Assigned task:
Please copy every record below exactly and leave out the pictures.

The data:
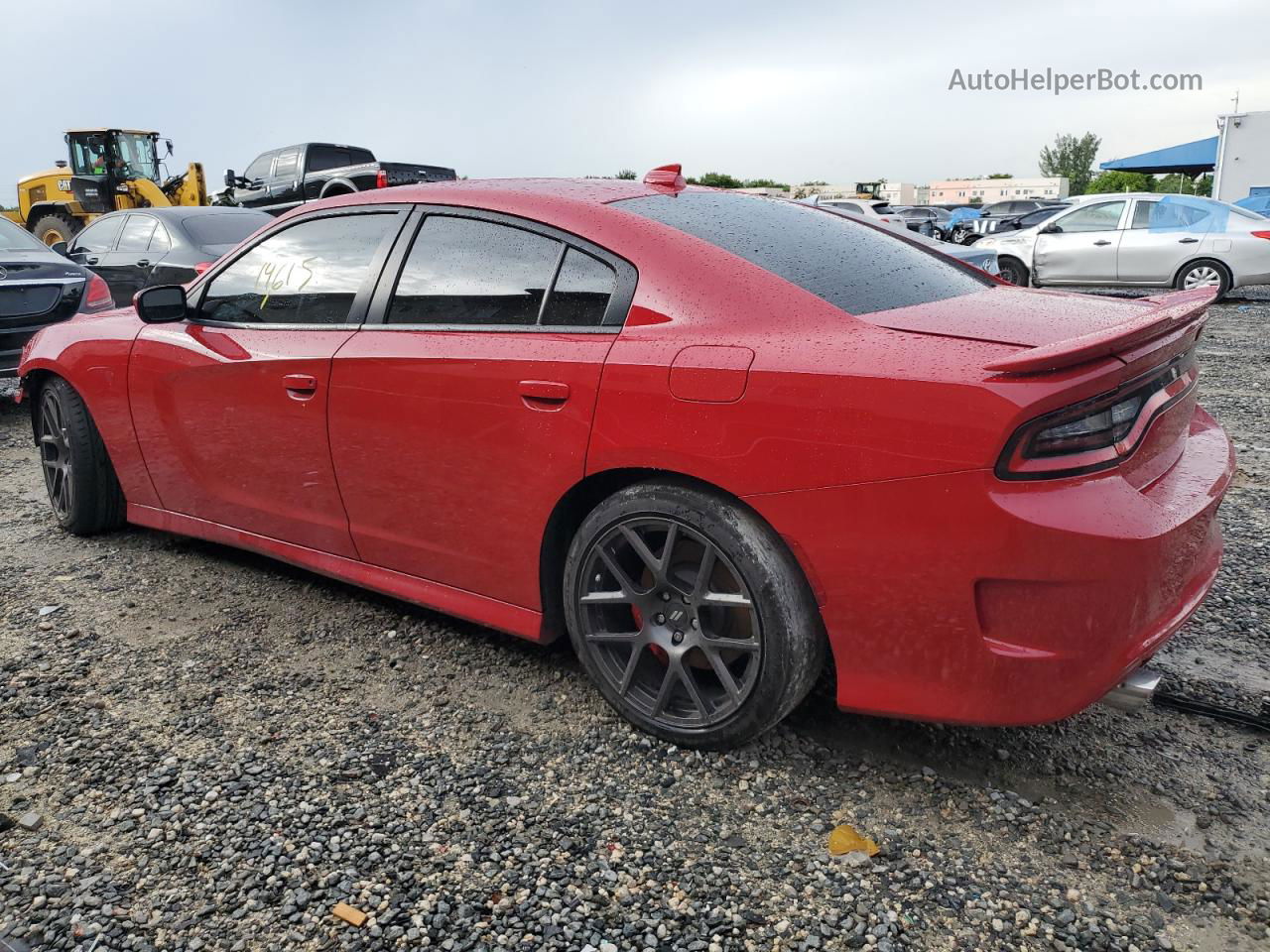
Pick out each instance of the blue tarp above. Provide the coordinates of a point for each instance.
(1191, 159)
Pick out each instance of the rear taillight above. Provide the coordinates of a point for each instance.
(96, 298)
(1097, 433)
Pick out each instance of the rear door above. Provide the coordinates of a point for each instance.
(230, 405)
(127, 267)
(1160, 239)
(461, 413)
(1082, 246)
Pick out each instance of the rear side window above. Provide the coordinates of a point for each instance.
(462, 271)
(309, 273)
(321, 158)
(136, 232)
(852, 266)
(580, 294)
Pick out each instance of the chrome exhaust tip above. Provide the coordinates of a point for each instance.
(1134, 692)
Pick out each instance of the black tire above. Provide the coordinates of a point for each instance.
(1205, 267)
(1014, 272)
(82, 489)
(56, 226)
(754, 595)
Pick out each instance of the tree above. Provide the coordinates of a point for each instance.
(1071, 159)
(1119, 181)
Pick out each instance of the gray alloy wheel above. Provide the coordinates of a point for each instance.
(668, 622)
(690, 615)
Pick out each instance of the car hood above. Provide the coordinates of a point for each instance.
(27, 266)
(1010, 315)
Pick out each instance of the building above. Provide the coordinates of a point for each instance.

Response:
Pick out each instance of the blue tarp above. Provide the coordinates of a point for each instance.
(1191, 159)
Pick out each instance of the rear taillight above. Provide the coordinates of a point for each instance.
(96, 298)
(1097, 433)
Pick out each instance of the rear door above. Provide the coordinates of a point for each instance.
(230, 405)
(127, 267)
(1160, 239)
(461, 413)
(1082, 246)
Pick out each instance of the rear side window above. Provide the coordinates of a point for each instance.
(462, 271)
(309, 273)
(321, 158)
(136, 232)
(852, 266)
(580, 294)
Pick out each instance of the chrome exhaust tip above. Provide the coordinates of a point for each instance.
(1134, 692)
Pick out each instance of the black tire above. Provide the coordinates of a point for each instance.
(1205, 267)
(1014, 272)
(82, 489)
(56, 226)
(754, 595)
Pick out each instance of the tree above. Provide the coordinates of a point for each instance.
(1071, 159)
(1119, 181)
Pick out each instance of the gray alloy wheel above. Provide the coordinates of a point for each instance.
(668, 622)
(690, 615)
Pick out each instance of the car hood above. Provide the coordinates of a point for each instance.
(27, 266)
(1010, 315)
Pick out each instance of the building above. Provide the coordinates of a point for each instance.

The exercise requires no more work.